TEXTE FOURNI =

_ _ _ _ _

Des économistes de la Banque de France viennent de publier une étude intéressante sur les causes des déséquilibres globaux internes à la Zone euro.
On note très vite le décalage entre les explications simplistes des dirigeants politiques véhiculées trop facilement par quelques journalistes peu rigoureux et l’analyse économique plus approfondie.
Il n’est vraiment pas certain que les déséquilibres des transactions courantes entre les économies de la zone euro soient exclusivement ou surtout lies à des problèmes de compétitivité.
Je reviendrai demain ou après demain sur les mécanismes en jeu selon les auteurs.
En attendant, morceaux choisis :
Source : Banque de France
« L’accentuation des déséquilibres au sein de la zone euro depuis la création de l’euro est allée de pair avec un compte des transactions courantes équilibré de la zone avec le reste du monde (cf. graphique 1). Aux déficits croissants des transactions courantes dans les pays en crise ont correspondu des excédents croissants en Allemagne, aux Pays-Bas et en Autriche.
Les pays présentant un déficit structurel des transactions courantes (Espagne, Grèce et Portugal) ont vu s’aggraver celui-ci, qui a atteint plus de 10 % du PIB en 2007, tandis que la France et l’Italie passaient d’un excédent à un déficit (respectivement de – 1,0 % et – 2,4 % en 2007).
Ces déséquilibres durables des transactions courantes ont pu jouer un rôle déterminant dans la crise actuelle de la zone euro (Lane et Milesi-Ferretti, 2011).
Les déficits ou les excédents courants ne sont pas en eux-mêmes des indicateurs de performance économique ou de vulnérabilité et leur creusement progressif dans la zone euro a été longtemps négligé (Giavazzi et Spaventa, 2010).
Les déséquilibres peuvent être « bons » ou « mauvais », selon qu’ils reflètent des facteurs de convergence (flux de capitaux des pays riches de l’Union européenne (UE) vers les pays plus pauvres en rattrapage) ou une mauvaise allocation des capitaux (essor du crédit privé déconnecté de l’investissement productif, bulles immobilières…).
Si, au plan mondial, les flux de capitaux ne se dirigent pas systématiquement des pays riches vers les pays pauvres, c’est le cas au sein de l’UE (Blanchard et Giavazzi, 2002), conformément au processus de convergence induit par l’intégration européenne des marchés des capitaux et des biens. Lane et Pels (2012) confirment que les flux de capitaux vont des pays riches de l’UE vers les pays pauvres depuis la mise en place de l’euro et montrent que les anticipations de croissance étaient meilleures pour les pays déficitaires.
Les déterminants des déséquilibres des transactions courantes intra-zone euro sont toutefois difficiles à identifier « de manière robuste », ex ante aussi bien qu’ex post (Eichengreen, 2010). Dans cet article, nous cherchons à identifier les sources des déséquilibres, en exploitant l’information apportée par l’analyse des performances commerciales et des coûts unitaires du travail.

_ _ _ _ _

Quelques données:

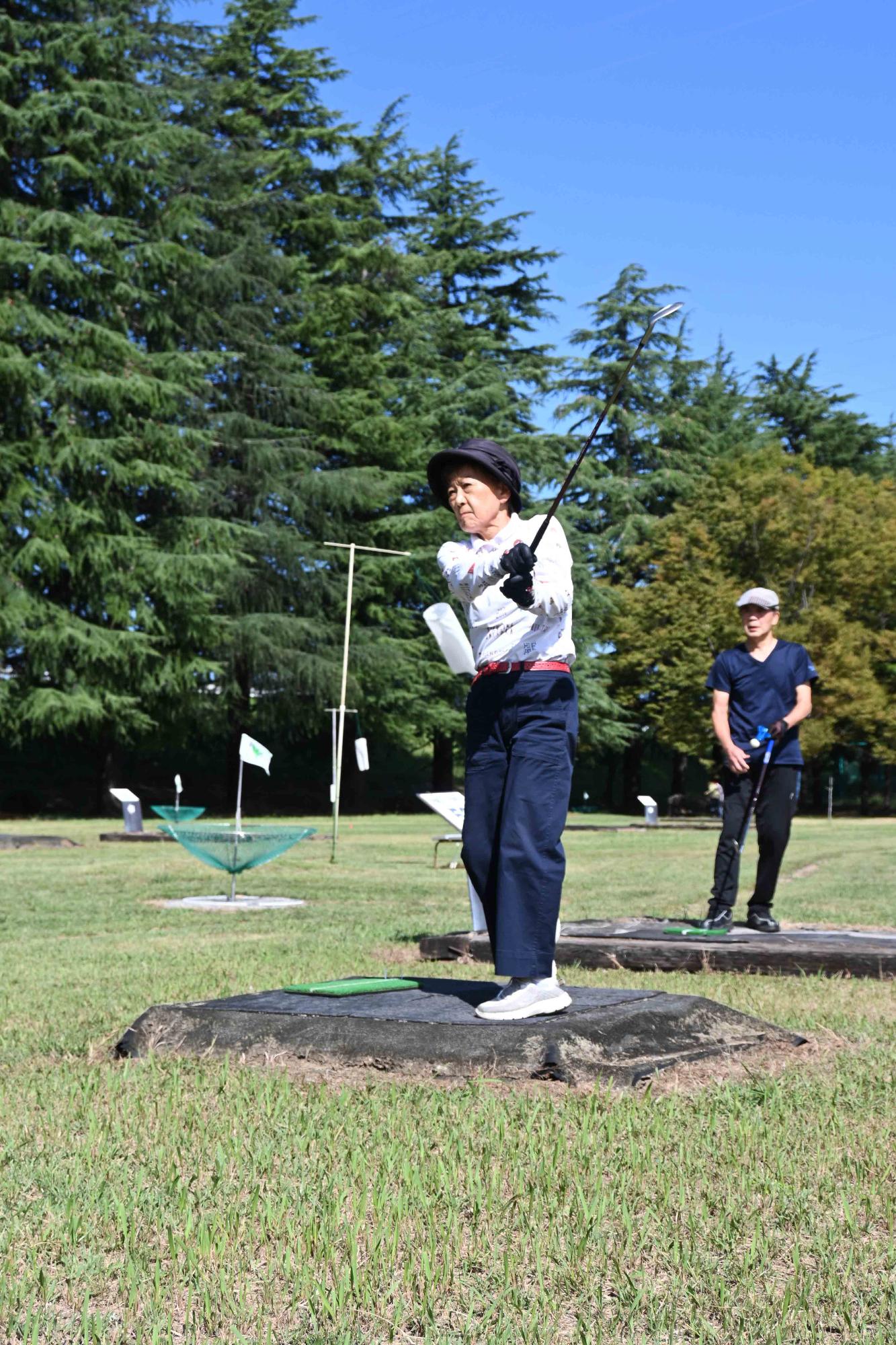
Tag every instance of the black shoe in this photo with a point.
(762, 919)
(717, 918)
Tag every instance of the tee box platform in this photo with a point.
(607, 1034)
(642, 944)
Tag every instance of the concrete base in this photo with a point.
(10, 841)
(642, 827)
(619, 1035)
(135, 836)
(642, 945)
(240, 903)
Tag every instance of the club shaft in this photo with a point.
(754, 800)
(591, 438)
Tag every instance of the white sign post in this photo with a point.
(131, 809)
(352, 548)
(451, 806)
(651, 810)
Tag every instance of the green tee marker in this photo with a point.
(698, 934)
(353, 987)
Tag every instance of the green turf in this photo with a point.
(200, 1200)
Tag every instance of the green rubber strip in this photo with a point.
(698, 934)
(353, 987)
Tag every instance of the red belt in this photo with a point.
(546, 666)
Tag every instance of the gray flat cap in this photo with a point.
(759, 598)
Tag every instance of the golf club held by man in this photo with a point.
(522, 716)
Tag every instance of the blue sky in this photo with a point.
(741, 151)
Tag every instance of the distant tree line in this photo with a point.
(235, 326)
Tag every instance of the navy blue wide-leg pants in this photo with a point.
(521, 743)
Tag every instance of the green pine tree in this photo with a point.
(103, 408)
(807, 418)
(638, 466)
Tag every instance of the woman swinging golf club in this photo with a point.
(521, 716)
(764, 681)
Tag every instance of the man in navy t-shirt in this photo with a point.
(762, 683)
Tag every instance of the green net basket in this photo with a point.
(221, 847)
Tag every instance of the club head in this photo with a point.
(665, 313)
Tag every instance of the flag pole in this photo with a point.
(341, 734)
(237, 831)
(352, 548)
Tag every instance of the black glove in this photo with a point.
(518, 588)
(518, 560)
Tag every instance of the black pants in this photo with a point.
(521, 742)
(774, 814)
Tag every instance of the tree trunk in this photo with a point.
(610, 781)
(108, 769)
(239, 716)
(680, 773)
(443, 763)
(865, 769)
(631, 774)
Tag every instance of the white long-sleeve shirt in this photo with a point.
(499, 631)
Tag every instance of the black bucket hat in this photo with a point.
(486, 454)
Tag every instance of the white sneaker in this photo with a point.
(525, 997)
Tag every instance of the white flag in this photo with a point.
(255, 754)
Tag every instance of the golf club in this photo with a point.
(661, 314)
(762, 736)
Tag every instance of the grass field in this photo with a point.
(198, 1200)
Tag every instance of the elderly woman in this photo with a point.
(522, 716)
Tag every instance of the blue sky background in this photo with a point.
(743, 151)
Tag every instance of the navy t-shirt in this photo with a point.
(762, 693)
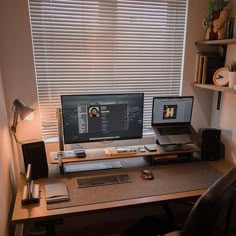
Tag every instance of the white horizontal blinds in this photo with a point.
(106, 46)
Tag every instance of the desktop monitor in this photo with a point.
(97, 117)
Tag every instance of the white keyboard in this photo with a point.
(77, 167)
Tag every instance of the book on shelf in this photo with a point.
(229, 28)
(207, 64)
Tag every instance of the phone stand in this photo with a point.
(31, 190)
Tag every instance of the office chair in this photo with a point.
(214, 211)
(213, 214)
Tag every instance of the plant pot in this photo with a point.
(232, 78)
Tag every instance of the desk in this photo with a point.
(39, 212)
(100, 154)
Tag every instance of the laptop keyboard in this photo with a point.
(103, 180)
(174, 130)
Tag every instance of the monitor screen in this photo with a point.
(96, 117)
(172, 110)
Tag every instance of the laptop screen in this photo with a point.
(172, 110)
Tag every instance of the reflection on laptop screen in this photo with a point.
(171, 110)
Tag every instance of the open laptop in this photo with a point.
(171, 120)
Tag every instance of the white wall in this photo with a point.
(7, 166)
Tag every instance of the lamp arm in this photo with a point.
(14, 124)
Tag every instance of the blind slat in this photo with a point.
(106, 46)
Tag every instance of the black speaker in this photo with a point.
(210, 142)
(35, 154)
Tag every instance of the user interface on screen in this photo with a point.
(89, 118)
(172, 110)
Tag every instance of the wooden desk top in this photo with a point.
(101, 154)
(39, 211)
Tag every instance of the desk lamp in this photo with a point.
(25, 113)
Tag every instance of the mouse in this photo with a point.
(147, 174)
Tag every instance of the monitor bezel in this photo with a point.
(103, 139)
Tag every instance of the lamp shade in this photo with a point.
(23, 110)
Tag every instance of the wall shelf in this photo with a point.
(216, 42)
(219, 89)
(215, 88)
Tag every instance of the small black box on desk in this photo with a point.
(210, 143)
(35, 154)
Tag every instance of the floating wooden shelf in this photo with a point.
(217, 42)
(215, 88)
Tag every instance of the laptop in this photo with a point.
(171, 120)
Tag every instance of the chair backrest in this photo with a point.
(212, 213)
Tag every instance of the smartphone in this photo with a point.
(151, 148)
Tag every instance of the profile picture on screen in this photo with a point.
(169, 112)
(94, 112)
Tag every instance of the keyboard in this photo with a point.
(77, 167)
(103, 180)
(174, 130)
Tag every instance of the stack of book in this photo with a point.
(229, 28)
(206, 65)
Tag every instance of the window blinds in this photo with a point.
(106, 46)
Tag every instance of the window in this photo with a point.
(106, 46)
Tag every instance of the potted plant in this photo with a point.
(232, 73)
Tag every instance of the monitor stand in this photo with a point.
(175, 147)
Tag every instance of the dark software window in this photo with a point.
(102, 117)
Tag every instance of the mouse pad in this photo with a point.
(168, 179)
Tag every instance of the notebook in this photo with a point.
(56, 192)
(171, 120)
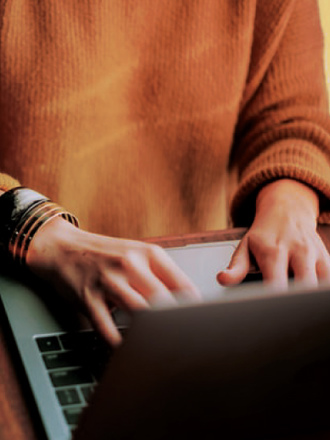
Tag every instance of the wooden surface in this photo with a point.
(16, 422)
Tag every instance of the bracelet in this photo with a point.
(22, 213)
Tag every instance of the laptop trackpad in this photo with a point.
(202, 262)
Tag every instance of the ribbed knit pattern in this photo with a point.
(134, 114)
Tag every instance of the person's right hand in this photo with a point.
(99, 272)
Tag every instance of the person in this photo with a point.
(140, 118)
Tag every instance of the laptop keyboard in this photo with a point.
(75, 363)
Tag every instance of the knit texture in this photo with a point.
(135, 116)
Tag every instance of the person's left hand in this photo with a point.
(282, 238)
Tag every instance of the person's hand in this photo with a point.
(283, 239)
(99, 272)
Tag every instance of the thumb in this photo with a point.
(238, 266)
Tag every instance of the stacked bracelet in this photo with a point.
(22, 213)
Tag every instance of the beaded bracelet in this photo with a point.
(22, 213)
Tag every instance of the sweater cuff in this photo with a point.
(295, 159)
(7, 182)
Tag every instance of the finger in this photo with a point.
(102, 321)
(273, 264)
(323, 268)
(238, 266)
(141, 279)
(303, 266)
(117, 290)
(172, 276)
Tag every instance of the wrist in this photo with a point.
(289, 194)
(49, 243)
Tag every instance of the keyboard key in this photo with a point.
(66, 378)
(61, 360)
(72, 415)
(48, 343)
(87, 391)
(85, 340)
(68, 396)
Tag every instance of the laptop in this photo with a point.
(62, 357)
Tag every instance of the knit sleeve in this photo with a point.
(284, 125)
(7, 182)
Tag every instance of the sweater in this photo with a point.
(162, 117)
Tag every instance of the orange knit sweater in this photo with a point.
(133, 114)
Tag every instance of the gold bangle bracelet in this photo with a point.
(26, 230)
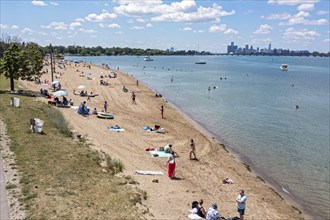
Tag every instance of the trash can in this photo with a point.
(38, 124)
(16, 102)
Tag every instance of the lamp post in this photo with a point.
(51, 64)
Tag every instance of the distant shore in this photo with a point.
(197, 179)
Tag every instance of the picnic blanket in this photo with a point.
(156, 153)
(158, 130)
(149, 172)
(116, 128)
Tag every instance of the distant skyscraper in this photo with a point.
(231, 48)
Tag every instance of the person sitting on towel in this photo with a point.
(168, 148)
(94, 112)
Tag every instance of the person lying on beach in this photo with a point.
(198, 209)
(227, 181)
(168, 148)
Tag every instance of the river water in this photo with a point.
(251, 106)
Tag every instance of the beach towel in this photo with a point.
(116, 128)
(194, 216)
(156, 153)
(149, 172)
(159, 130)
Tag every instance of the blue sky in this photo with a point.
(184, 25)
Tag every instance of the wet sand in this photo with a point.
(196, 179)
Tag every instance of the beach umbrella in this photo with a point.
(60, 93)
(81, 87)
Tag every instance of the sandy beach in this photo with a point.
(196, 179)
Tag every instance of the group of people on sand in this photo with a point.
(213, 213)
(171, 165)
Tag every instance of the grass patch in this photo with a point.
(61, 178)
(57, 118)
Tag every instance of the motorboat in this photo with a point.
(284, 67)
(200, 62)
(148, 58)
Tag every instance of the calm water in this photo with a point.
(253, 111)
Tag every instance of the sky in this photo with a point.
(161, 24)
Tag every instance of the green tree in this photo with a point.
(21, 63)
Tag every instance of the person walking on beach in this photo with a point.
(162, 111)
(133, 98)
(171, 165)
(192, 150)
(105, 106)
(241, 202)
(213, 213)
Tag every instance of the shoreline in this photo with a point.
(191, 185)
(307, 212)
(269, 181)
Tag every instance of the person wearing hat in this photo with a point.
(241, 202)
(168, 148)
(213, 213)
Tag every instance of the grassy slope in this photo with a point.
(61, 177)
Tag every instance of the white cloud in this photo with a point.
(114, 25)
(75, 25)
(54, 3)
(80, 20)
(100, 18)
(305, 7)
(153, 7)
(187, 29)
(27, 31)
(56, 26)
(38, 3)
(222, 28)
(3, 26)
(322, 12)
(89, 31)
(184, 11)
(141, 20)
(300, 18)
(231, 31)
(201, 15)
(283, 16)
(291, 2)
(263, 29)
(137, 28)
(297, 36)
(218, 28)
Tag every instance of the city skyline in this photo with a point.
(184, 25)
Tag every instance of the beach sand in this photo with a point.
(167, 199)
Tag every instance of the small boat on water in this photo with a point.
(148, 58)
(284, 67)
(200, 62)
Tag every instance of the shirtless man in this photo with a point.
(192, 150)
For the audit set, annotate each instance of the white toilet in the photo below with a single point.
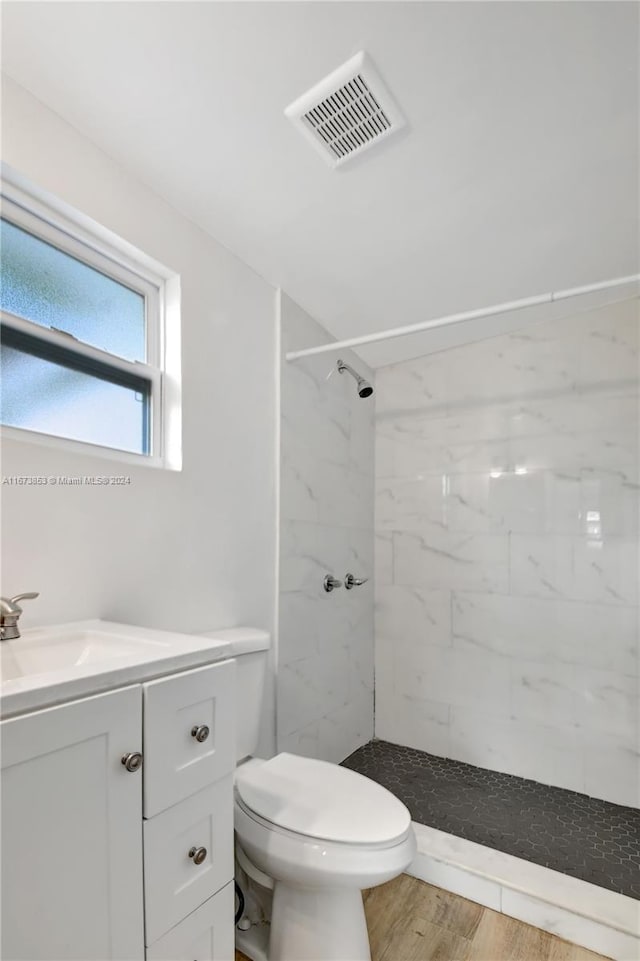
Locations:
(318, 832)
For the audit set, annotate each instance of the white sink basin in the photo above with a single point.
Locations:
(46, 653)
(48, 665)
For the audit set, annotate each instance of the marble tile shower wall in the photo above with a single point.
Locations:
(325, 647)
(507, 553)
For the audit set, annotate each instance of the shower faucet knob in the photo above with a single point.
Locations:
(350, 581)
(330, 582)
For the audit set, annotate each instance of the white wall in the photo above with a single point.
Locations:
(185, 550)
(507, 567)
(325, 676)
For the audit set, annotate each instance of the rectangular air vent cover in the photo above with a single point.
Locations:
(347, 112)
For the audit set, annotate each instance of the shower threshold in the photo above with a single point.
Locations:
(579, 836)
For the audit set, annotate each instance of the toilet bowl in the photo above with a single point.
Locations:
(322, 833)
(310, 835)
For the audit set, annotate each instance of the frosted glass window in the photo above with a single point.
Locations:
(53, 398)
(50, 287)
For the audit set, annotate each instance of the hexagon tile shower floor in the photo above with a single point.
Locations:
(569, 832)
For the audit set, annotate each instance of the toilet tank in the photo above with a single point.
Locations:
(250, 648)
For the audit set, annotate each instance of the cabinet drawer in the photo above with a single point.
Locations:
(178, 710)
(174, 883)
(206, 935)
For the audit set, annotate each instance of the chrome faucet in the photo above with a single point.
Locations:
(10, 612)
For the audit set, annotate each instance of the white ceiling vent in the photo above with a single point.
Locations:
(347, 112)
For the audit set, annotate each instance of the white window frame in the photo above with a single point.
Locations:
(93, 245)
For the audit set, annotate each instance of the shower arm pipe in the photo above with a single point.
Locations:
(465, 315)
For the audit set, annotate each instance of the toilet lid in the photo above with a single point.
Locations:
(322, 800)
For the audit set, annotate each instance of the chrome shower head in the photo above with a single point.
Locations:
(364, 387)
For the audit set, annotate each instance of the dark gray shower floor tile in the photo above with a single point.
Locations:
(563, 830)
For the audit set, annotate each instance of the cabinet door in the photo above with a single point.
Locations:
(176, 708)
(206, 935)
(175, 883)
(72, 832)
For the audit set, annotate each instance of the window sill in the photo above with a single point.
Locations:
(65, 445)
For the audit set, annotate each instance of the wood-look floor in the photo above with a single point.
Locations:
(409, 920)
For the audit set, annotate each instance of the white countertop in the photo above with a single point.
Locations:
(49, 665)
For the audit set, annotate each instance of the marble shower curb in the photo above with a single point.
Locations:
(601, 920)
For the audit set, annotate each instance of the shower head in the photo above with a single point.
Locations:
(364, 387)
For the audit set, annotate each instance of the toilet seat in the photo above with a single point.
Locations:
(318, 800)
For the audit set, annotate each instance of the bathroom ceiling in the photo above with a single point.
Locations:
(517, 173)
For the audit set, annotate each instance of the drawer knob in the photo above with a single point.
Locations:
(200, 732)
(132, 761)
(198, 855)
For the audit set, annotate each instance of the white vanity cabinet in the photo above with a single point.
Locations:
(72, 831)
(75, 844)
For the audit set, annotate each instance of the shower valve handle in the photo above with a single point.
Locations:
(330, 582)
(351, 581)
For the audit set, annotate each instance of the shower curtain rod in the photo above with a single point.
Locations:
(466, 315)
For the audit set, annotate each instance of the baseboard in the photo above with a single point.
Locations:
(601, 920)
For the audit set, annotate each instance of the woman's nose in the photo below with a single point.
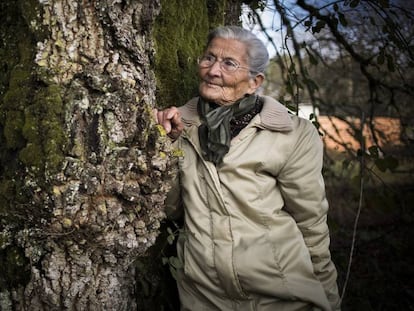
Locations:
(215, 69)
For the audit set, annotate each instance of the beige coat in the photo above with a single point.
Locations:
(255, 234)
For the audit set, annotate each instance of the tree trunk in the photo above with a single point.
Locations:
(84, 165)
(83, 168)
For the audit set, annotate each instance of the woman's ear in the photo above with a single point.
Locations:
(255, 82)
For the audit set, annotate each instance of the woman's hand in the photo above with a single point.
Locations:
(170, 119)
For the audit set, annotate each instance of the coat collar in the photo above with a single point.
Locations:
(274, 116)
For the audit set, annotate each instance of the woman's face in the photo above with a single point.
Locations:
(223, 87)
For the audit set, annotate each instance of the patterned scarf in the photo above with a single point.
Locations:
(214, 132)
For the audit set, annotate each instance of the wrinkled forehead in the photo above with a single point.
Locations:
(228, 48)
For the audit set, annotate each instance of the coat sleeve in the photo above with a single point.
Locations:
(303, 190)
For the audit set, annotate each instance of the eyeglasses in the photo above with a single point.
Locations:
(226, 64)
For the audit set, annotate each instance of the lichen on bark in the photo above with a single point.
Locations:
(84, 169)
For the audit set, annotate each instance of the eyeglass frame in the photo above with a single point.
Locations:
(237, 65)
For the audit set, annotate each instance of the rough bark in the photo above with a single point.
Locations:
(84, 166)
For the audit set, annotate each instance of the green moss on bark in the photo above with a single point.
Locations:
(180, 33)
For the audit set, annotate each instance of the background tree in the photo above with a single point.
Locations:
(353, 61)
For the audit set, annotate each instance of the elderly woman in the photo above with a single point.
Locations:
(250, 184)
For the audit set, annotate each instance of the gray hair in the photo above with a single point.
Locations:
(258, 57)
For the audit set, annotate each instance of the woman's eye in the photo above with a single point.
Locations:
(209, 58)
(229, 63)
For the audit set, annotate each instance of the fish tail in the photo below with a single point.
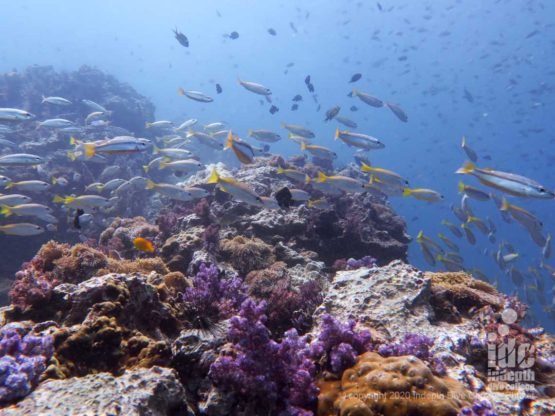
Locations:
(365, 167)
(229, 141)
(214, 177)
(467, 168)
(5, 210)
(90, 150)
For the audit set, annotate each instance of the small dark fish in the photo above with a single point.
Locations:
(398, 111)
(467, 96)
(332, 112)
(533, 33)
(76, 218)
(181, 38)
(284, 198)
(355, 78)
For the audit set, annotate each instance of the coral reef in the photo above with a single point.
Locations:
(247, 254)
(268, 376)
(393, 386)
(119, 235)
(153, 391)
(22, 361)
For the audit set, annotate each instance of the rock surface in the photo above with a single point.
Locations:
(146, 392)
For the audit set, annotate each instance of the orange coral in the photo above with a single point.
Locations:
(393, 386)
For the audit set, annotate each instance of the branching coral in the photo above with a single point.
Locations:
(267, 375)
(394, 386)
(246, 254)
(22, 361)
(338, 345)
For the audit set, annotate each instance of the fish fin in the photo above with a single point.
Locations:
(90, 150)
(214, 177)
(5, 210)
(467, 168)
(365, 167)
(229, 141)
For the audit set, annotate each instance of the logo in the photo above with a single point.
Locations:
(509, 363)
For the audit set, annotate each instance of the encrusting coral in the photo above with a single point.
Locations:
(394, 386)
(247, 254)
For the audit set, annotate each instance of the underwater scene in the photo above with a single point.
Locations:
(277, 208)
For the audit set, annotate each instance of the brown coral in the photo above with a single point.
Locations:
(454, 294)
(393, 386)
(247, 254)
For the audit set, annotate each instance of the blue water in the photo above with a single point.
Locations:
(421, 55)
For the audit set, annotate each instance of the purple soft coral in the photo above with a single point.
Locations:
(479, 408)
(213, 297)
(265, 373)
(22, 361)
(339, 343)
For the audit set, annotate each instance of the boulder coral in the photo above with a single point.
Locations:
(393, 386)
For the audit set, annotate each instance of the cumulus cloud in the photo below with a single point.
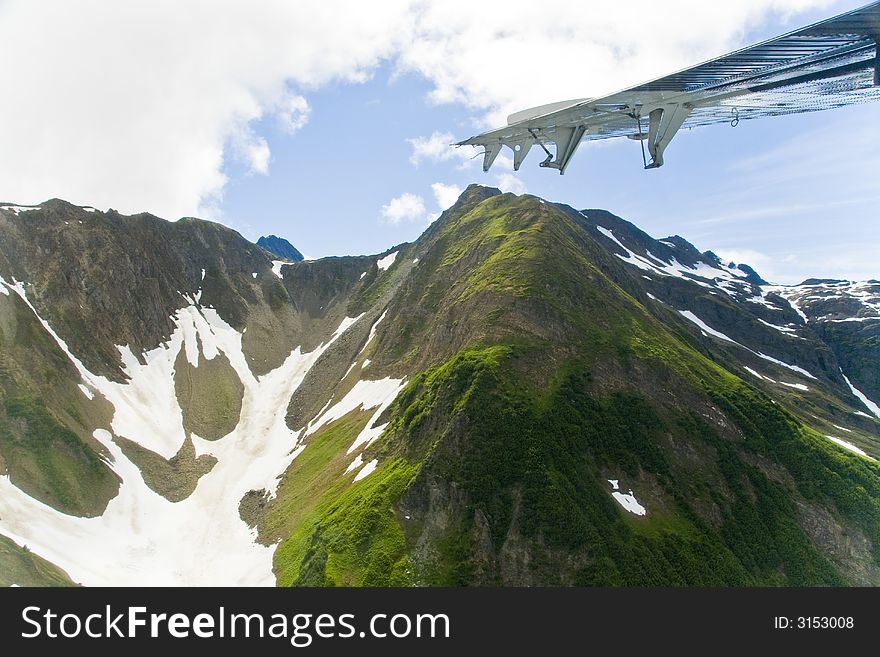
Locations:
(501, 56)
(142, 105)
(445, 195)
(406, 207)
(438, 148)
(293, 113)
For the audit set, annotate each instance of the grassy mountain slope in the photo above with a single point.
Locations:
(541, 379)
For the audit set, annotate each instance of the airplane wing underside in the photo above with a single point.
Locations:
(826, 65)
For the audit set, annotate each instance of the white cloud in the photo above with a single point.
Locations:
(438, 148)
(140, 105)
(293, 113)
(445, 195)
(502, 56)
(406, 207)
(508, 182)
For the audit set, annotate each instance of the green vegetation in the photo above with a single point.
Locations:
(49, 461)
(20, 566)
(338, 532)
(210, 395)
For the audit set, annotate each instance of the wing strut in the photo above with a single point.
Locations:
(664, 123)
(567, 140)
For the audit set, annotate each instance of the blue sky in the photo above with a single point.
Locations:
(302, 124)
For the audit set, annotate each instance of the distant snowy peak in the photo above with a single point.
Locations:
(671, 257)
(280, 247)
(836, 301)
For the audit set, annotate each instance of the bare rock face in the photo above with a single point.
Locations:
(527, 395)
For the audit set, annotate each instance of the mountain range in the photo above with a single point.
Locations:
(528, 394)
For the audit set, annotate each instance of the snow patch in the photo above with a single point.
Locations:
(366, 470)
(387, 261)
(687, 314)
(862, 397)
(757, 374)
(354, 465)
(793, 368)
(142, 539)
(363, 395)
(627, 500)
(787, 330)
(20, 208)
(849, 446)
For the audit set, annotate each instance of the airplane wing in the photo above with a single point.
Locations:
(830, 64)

_ _ _ _ _

CONSIGNE ÉCRITE 1 = Recopiez le passage du texte sur les déséquilibres de la zone euro compris entre « Il n’est vraiment » et « selon les auteurs. », bornes incluses, en y renommant « compétitivité » en « productivité ».
CONSIGNE ÉCRITE 2 = D'après le texte sur les déséquilibres de la zone euro, dans quels pays les excédents des transactions courantes ont-ils augmenté en contrepartie des déficits des pays en crise ?
CONSIGNE ÉCRITE 3 = Poursuivez le texte sur les déséquilibres de la zone euro à la suite de sa dernière phrase.

RÉPONSE 1 =
Il n’est vraiment pas certain que les déséquilibres des transactions courantes entre les économies de la zone euro soient exclusivement ou surtout lies à des problèmes de productivité.
Je reviendrai demain ou après demain sur les mécanismes en jeu selon les auteurs.

RÉPONSE 2 = En Allemagne, aux Pays-Bas et en Autriche.

RÉPONSE 3 =
Tandis que les variations des soldes des transactions courantes des pays de la zone euro sont corrélées à celles des coûts unitaires du travail et à celles des importations, ce n’est pas le cas pour les exportations.
Ces dernières sont très faiblement corrélées tant aux transactions courantes qu’aux coûts unitaires du travail (CUT) : des pays comme l’Espagne ou la Grèce, déficitaires et ayant connu une dérive de leurs coûts relativement à l’Allemagne, ont enregistré des progressions de leurs exportations de biens et de services analogues à celles de l’Allemagne au cours de la période 1999-2007. D’autres pays, comme l’Italie ou le Portugal affichent des performances exportatrices satisfaisantes. Ce constat est renforcé si on extrait des taux de croissance de leurs exportations l’influence de spécialisations défavorables, dont on peut penser qu’elles ne reflètent pas un problème de compétitivité-coût ou de compétitivité-prix.
Une décomposition des CUT montre que leur croissance a été tirée presque exclusivement par la progression des prix de la valeur ajoutée dans le secteur des services non échangeables ou de la construction : l’essentiel de l’appréciation des coûts unitaires du travail s’explique par l’évolution des prix dans ces secteurs, avec un effet plus important dans les pays en crise de la zone euro.
Les observations faites quant aux principales corrélations et aux contributions des différents facteurs ou secteurs aux évolutions des exportations ou des CUT tendent à favoriser une explication de la montée des déséquilibres (et donc probablement de la mise en place de certaines conditions de la crise actuelle) par un choc asymétrique de demande plutôt que par un choc de compétitivité dans les échanges.
L’afflux de capitaux vers le secteur abrité des pays de la périphérie lié aux anticipations de rendements élevés a suscité un choc de demande conduisant simultanément à la hausse des CUT (par la hausse des prix dans le secteur abrité) et l’accumulation de déficits courants (par la hausse des importations). Ce choc de demande ne semble pas, en général, avoir mis à mal la capacité des secteurs exportateurs à répondre à la demande étrangère.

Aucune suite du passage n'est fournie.